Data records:
** begin **
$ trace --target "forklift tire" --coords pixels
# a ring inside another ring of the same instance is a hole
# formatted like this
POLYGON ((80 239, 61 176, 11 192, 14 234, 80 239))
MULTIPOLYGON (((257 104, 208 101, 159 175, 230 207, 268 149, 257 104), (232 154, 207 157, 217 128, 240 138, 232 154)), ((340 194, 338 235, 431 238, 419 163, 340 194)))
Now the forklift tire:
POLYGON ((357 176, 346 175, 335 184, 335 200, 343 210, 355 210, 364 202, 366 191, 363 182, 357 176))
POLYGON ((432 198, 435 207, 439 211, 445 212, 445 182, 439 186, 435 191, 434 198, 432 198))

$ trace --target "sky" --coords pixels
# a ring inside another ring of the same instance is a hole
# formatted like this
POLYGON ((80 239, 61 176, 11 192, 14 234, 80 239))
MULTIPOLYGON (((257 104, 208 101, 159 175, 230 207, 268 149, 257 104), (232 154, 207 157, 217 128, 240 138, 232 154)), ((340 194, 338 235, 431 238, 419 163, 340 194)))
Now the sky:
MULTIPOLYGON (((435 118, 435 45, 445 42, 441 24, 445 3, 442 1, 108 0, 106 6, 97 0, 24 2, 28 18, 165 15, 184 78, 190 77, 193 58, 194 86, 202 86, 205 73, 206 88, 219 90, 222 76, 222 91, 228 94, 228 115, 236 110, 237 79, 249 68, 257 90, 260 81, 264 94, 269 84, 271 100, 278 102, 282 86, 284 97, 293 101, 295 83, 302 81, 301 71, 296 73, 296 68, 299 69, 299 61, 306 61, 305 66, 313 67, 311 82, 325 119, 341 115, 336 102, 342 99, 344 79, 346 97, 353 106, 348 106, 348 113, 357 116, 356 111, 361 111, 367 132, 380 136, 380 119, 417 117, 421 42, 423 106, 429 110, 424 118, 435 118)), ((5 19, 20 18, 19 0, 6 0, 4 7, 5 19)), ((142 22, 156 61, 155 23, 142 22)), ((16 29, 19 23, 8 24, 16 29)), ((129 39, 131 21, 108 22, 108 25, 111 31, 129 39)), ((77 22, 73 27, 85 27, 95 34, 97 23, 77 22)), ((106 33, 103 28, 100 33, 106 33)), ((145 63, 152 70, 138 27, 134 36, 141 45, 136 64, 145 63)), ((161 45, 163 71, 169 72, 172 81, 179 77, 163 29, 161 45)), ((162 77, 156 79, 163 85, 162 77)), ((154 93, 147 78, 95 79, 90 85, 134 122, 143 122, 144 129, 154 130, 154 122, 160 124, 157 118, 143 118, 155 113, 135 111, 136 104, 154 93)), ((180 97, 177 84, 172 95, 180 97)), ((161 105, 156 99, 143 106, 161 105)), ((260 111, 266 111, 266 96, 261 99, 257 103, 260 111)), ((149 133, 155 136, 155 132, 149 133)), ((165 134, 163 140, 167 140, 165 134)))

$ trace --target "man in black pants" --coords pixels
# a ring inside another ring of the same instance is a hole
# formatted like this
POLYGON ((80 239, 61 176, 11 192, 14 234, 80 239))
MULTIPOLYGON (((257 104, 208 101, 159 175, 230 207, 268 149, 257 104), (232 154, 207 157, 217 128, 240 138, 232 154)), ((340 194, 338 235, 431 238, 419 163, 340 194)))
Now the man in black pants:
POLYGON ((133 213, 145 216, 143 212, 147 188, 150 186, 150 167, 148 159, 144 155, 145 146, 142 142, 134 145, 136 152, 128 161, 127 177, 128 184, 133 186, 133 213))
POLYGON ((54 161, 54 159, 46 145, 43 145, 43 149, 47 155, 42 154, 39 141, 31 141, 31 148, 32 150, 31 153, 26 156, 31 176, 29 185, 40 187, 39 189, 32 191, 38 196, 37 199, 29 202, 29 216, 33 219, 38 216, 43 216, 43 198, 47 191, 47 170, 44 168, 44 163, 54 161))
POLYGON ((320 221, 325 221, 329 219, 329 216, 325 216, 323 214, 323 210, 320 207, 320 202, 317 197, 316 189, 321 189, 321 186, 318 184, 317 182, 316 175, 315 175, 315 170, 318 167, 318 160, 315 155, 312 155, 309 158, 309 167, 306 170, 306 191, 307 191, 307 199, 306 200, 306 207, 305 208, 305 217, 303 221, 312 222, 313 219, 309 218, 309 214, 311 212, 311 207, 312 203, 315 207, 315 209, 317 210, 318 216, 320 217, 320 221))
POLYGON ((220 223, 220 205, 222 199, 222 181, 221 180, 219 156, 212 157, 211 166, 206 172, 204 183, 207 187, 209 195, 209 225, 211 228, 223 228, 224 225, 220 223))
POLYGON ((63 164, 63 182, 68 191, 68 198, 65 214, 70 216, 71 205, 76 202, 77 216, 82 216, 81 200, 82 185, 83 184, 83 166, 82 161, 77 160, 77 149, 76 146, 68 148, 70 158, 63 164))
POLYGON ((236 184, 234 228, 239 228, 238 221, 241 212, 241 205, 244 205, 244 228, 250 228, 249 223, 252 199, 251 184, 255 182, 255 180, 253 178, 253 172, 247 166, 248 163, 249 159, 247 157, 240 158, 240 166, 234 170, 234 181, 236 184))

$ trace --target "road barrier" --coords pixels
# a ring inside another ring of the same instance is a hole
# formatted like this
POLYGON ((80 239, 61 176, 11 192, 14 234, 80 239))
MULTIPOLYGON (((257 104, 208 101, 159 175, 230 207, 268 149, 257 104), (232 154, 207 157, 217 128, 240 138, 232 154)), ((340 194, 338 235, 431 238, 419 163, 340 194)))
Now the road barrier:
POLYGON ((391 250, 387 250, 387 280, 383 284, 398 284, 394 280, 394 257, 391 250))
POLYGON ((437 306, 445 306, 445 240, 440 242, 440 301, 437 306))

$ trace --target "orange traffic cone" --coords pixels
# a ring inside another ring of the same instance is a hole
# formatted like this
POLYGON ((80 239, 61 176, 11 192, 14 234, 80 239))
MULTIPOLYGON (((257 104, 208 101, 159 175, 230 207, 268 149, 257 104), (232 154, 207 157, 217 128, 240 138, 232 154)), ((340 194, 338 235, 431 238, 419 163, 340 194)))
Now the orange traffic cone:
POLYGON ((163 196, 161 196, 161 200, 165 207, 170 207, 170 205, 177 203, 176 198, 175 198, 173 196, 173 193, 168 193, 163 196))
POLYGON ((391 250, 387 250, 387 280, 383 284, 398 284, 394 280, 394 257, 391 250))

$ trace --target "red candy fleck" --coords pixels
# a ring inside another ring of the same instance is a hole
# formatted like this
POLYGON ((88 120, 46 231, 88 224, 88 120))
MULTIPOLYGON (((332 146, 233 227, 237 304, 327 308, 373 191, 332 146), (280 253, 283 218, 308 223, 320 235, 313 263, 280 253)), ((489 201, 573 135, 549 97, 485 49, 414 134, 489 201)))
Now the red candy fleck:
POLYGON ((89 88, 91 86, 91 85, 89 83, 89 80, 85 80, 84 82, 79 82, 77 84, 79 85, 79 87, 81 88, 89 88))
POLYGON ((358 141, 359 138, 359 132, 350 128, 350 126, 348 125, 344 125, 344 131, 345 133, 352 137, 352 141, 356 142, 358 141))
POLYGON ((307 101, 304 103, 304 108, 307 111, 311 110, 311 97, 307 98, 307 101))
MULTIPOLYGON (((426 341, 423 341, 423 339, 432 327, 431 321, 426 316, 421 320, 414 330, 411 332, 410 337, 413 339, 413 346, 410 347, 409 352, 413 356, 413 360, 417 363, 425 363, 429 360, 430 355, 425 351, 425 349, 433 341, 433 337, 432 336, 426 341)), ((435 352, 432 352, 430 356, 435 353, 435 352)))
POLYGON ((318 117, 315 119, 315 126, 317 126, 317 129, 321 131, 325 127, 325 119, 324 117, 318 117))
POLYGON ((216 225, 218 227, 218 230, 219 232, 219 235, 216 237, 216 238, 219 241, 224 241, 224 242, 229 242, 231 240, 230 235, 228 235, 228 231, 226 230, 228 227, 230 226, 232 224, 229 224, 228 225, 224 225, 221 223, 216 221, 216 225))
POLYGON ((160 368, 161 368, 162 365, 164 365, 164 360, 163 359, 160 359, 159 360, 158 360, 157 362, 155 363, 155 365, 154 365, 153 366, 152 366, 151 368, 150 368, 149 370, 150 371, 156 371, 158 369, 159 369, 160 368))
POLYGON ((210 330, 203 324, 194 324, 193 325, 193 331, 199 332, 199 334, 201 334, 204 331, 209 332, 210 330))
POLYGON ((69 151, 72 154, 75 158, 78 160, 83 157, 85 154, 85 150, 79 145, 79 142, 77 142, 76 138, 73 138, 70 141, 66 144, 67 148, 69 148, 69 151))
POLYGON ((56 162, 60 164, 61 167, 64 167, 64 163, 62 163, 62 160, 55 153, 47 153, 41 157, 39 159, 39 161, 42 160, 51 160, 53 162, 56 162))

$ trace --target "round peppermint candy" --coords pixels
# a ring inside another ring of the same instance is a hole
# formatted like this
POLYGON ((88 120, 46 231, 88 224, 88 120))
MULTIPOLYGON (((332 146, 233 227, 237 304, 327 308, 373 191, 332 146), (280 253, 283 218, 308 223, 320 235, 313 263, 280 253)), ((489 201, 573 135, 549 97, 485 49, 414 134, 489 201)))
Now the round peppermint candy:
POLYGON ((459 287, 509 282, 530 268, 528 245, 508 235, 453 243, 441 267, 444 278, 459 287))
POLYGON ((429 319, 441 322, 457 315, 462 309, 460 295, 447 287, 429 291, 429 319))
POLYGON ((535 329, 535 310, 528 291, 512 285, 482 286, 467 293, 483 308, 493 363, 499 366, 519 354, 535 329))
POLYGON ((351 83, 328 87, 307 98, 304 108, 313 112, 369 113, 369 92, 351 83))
** end **
# DIRECTIONS FOR THIS TASK
Collect every line of the records above that contains the string "fleck", matching case exactly.

# SOLUTION TO THIS EXERCISE
$ trace --target "red candy fleck" --coords pixels
Now the red candy fleck:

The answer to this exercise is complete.